● YOUR INSTRUCTIONS: Lines containing the word "trousers" are the ones to copy from the records below.

● DATA RECORDS:
-------------------------

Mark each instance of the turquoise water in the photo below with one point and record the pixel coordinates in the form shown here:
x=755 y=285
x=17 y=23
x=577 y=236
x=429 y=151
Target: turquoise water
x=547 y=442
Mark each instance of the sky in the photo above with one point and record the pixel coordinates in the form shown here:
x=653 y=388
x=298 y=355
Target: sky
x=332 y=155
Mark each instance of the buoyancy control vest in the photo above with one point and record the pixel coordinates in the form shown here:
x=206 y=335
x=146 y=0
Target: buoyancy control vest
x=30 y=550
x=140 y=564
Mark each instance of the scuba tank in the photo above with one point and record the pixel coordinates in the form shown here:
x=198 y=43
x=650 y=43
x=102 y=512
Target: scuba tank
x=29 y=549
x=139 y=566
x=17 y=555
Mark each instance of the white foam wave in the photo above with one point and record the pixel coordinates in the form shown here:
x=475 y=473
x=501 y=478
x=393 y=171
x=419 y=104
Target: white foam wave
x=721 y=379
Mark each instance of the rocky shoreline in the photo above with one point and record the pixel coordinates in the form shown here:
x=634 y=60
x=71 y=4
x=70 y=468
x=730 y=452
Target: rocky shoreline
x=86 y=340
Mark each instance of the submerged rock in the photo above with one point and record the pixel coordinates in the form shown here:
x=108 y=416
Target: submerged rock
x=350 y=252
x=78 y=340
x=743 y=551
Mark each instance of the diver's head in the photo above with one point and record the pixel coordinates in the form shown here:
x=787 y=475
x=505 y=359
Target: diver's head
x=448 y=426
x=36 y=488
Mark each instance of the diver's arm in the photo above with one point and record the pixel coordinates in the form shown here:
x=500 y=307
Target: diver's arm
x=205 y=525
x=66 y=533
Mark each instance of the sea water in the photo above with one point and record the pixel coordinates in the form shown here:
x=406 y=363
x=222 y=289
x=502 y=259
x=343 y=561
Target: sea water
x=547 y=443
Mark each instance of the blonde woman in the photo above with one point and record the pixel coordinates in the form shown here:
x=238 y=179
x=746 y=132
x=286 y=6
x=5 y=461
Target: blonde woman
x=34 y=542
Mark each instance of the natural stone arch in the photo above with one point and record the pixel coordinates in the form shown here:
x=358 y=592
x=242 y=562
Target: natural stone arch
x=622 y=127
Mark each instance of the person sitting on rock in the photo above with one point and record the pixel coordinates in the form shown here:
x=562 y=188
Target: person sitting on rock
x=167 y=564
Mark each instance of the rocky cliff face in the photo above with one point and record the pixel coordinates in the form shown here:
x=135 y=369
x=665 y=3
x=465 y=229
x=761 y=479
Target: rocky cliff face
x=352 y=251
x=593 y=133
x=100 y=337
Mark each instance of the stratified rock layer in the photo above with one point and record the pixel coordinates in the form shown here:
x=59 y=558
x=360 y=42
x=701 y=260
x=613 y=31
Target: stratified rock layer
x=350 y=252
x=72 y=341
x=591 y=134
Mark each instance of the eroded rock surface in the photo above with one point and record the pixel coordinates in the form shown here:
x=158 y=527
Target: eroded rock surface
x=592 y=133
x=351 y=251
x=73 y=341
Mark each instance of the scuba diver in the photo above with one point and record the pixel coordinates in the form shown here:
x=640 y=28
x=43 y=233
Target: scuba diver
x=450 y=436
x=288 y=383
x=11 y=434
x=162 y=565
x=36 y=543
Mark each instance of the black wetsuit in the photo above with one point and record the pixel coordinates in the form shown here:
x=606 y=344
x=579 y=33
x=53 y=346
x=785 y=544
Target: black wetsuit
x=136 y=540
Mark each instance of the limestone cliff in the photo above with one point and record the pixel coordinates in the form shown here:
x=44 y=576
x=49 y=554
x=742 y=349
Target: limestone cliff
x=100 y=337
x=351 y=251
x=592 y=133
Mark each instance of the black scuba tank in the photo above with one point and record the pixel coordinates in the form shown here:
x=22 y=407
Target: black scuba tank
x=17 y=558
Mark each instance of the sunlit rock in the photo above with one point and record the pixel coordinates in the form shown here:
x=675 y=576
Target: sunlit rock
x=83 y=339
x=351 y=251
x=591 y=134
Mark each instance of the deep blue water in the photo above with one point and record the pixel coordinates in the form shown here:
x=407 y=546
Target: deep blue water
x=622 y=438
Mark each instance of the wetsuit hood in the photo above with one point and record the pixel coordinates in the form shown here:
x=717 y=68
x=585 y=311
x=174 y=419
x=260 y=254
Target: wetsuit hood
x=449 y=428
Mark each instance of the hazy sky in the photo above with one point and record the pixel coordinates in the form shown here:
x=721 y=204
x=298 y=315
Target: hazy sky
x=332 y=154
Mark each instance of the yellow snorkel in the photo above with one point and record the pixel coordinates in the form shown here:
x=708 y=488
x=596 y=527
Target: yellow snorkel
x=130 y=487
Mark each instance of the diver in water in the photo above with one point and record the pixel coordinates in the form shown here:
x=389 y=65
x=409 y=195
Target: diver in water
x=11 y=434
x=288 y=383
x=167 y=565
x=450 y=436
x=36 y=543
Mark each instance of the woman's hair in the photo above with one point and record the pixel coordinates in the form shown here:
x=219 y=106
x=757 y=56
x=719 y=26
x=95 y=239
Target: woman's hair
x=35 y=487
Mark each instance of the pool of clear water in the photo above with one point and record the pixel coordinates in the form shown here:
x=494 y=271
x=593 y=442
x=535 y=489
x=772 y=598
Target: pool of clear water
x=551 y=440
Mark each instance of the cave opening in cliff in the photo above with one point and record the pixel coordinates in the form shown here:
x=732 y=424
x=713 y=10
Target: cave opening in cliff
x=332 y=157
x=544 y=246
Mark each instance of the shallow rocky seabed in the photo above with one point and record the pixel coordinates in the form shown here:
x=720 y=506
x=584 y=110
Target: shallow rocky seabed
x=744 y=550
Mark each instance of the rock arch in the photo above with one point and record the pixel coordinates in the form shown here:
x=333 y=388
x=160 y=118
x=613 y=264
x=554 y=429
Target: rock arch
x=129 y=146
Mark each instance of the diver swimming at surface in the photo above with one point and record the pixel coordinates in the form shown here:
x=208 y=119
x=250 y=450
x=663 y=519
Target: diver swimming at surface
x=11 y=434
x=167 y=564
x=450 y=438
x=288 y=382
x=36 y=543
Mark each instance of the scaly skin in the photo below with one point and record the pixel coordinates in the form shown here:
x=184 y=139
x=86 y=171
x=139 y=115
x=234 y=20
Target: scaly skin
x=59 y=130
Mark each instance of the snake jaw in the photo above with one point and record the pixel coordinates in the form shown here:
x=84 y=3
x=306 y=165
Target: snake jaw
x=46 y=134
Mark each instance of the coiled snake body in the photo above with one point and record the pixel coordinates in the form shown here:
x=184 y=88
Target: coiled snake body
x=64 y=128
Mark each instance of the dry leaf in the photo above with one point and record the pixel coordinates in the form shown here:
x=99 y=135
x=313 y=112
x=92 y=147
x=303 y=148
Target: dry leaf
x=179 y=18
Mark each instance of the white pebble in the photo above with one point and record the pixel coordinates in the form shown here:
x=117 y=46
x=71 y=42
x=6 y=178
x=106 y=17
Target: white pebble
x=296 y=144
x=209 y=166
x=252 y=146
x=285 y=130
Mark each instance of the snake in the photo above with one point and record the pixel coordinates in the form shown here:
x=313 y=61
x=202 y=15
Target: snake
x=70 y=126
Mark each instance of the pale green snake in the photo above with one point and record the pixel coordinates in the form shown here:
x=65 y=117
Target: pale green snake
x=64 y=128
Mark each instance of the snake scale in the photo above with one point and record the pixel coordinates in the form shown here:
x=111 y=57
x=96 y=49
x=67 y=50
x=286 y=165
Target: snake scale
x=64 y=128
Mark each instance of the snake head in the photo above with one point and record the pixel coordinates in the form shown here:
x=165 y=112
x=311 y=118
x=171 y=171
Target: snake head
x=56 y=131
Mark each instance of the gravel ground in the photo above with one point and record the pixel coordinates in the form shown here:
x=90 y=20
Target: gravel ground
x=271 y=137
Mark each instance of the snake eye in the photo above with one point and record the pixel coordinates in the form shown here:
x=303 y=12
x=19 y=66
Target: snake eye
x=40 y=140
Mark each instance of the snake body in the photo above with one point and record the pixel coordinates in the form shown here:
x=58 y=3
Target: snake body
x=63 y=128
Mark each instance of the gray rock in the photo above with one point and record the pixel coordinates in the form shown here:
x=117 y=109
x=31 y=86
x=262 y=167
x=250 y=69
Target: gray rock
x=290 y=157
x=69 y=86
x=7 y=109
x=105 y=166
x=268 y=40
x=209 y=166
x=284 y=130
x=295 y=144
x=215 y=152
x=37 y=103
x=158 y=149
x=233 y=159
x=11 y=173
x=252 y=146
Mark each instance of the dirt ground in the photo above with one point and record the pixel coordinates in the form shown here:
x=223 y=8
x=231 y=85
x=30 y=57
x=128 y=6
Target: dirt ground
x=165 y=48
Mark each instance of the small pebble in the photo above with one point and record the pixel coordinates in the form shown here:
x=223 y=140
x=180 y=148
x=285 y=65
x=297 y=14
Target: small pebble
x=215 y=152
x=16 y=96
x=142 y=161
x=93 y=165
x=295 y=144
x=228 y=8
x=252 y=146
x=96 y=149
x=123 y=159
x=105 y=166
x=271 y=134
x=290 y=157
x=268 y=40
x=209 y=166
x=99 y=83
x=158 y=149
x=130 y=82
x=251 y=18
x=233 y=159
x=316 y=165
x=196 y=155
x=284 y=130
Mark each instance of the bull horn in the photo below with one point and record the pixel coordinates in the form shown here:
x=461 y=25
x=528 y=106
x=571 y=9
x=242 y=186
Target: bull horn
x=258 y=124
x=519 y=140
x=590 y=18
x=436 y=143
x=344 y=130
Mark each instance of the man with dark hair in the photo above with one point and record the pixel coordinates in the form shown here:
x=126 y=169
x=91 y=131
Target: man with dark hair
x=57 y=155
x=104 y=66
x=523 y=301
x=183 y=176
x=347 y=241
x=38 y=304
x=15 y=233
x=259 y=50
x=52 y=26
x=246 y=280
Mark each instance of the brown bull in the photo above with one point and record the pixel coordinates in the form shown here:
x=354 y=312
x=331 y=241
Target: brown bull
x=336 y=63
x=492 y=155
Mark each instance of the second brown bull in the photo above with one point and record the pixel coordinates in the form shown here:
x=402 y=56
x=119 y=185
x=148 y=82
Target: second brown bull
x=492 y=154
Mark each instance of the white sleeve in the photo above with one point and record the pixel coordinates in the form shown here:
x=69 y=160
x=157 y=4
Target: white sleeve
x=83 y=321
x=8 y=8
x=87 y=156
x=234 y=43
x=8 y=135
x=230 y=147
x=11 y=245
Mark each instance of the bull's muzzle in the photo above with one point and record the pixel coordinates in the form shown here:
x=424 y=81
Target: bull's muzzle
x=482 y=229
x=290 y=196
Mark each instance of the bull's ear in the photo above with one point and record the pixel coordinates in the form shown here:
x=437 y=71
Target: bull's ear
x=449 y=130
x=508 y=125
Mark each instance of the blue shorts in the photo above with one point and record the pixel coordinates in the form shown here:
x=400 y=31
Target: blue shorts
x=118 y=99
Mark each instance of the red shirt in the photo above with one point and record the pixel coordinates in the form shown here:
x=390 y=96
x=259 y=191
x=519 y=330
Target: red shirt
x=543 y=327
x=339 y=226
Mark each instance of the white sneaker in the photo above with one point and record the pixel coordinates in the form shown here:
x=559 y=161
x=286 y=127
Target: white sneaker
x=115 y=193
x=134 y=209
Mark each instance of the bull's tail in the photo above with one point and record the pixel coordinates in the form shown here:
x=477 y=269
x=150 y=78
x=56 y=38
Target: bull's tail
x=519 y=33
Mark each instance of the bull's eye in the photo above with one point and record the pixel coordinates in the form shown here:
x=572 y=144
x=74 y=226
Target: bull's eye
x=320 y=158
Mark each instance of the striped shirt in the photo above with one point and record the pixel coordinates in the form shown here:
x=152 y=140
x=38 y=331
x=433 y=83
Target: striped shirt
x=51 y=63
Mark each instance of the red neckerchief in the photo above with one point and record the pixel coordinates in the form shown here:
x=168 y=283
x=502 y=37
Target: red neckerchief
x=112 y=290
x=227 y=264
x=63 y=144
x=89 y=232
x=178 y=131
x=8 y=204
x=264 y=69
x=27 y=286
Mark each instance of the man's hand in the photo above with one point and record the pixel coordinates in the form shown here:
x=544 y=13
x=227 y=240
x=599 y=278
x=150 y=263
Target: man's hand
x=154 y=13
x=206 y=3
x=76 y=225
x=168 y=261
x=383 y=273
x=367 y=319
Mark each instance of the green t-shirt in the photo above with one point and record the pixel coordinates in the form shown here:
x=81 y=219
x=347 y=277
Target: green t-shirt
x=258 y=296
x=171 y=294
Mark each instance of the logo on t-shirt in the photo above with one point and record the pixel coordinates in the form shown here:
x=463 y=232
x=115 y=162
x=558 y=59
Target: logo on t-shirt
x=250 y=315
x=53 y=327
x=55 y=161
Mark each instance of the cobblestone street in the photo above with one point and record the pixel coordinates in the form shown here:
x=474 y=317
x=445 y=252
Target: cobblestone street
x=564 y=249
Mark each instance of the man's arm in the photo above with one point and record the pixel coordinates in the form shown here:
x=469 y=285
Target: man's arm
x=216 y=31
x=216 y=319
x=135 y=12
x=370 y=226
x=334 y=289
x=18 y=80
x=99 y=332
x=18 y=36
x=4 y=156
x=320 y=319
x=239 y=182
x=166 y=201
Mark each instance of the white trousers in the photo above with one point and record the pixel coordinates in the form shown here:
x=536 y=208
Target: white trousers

-------------------------

● WORKED SOLUTION:
Mark each instance of the white trousers in the photo above with one point and record the pixel coordinates in the form shown here:
Target: white trousers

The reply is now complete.